» **Task instructions**
Extract every line of the data below and reproduce each one verbatim, in the same order.

(Location identification entries)
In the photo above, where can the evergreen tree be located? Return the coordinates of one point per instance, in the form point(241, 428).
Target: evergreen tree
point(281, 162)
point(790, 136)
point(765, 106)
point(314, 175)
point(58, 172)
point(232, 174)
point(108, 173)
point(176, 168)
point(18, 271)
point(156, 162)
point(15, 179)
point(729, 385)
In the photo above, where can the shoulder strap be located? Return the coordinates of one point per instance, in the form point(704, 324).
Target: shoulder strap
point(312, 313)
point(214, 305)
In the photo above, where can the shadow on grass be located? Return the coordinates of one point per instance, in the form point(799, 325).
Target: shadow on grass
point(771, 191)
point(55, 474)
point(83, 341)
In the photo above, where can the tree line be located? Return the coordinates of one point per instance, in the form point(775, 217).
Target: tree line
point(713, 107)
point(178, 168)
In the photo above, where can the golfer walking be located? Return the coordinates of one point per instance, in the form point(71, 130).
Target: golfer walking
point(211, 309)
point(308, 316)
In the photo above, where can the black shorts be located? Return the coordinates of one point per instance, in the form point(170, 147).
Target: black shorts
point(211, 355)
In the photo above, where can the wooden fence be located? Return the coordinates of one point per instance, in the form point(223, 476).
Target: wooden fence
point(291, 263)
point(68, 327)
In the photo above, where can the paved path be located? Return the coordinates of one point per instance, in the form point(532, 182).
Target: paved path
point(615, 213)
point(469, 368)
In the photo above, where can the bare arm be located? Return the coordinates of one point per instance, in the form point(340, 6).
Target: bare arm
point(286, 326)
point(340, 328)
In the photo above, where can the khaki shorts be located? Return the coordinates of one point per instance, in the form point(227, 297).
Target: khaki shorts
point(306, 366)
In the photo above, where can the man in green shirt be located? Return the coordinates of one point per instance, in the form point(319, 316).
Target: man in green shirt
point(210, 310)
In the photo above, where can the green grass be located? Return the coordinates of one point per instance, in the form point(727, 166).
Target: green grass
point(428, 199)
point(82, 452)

» **Response to this exercise**
In the photo above, where can the evergreen tree be located? Return the coordinates of one point per instance, in the form point(241, 428).
Target: evergreen tree
point(281, 162)
point(790, 136)
point(765, 106)
point(314, 175)
point(58, 172)
point(232, 174)
point(108, 173)
point(176, 168)
point(18, 271)
point(156, 162)
point(15, 179)
point(729, 385)
In the photo above, where can the shoulder strap be located? Return the coordinates of one point per instance, in the form point(704, 324).
Target: shoulder strap
point(312, 313)
point(214, 305)
In the photo above, where can the shadow on grass be located? Return the coordinates of one point per instance, in the form point(799, 325).
Target: shadow on grass
point(771, 191)
point(55, 474)
point(83, 341)
In the photo above, where can the tree line be located? Return the coordinates of one point per instance, in the form point(775, 217).
Target: tree line
point(713, 107)
point(178, 168)
In the photo above, where can the golfer walking be located? Return the coordinates of one point per instance, in the form point(71, 130).
Target: golfer walking
point(211, 309)
point(308, 316)
In the photo above, where can the black shorts be located? Return the coordinates of one point per instance, in the form point(170, 147).
Target: black shorts
point(211, 355)
In the photo above, where can the wooden fence be located? Return the coordinates of one point per instance, in the form point(223, 476).
Target: wooden fence
point(291, 263)
point(68, 327)
In the photo above, where can the paved path be located? Return the coordinates of one point per instance, in the form point(532, 182).
Target: paved path
point(615, 213)
point(469, 368)
In the photo above, where can the bare arm be located? Return the coordinates of one point per instance, in the form point(340, 6).
Target: bare arm
point(286, 326)
point(340, 328)
In the photo above, where can the khaki shorts be located? Return the coordinates of one point per instance, in the form point(227, 297).
Target: khaki shorts
point(306, 366)
In the photo above, where can the man in green shirt be located? Return the coordinates of one point per instance, in the form point(319, 316).
Target: man in green shirt
point(210, 310)
In the photo above, where can the green grass be located? Return the coordinates of one point per instance, in the form point(727, 166).
Target: green grass
point(428, 199)
point(82, 452)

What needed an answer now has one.